Thank you ... Love The Mummy Music but need to find something similar but much cheaper !


----------



## Nitroman (5 mo ago)

Josquin13 said:


> To start with, I'd look into British composers that were influenced by 19th century Orientalism, & may have been preoccupied with themes of Ancient Egypt, or any place in the Middle East where parts of the British Museum's collection came from. (I've not been there in decades, & can only vividly recall Champollion's Rosetta Stone...) Moreover, the choice of exotic music would also help to emphasize to the viewer watching that these ancient artifacts don't come from Henley-on-Thames or Bath.
> 
> In other words, I don't think the typical British pastoral scene depicted in English music makes any sense at all. So, the music of Vaughan Williams, Delius, & other British composers who have a strong connection to the English countryside are not the right choice. Though music inspired by the ancient Celtic world might work...
> 
> ...


These suggestions are all terrific ... Lots i've never heard of, so I'll go through them one by one. Big thanks for sharing your knowledge.


----------



## hammeredklavier (Feb 18, 2018)

Nyman


----------



## NoCoPilot (Nov 9, 2020)

Re: Nyman. What dreadful music.


----------



## Merl (Jul 28, 2016)

If you're looking for something classical with a more oriental twist, that's similar in style to The Mummy OST, have you considered bunging together Rimsky-Korsakov's Scheherazade, Saint-Saens' Bacchanale, Prokofiev's Scythian Suite and Egyptian Suite and Nielsen's Aladdoin Suite. You'll be able get all these from YouTube or open source for nothing, surely.


----------

EXERCISE INSTRUCTIONS » In the forum thread about music like The Mummy soundtrack, which Rimsky-Korsakov piece does Merl suggest?

MATERIAL PROVIDED »
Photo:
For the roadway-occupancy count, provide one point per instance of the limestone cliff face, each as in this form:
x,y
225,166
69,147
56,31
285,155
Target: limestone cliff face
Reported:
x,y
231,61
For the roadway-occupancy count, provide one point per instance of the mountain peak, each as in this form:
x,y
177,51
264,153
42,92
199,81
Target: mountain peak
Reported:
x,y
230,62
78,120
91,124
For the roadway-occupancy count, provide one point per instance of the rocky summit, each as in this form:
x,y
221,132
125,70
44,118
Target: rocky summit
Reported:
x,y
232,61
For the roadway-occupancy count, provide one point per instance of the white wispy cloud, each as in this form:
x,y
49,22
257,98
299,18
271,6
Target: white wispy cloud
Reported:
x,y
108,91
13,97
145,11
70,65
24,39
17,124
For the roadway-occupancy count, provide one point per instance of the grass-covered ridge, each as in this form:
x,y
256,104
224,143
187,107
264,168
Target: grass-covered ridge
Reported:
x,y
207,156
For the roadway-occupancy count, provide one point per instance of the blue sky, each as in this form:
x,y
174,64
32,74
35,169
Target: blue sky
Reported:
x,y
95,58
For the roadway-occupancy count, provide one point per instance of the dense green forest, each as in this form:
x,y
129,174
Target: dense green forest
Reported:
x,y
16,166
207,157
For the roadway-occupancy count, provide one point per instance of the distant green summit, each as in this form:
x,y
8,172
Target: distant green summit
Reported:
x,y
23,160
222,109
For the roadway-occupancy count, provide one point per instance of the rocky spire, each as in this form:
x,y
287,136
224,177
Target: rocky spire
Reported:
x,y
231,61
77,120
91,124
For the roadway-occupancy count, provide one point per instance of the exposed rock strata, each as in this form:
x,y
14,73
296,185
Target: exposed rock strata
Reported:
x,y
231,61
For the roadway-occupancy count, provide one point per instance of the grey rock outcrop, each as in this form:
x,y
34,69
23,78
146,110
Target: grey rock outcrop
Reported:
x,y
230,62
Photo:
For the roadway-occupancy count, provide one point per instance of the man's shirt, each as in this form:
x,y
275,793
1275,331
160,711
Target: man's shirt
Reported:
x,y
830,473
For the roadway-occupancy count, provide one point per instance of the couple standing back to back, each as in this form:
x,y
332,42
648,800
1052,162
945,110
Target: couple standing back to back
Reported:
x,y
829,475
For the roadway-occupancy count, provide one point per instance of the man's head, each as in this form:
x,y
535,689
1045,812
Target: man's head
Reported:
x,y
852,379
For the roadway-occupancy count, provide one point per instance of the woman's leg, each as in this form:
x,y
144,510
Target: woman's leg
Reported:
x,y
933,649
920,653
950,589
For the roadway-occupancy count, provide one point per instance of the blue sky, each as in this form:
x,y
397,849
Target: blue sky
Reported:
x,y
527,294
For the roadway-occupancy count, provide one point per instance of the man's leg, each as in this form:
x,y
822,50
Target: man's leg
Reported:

EXERCISE OUTPUT » Scheherazade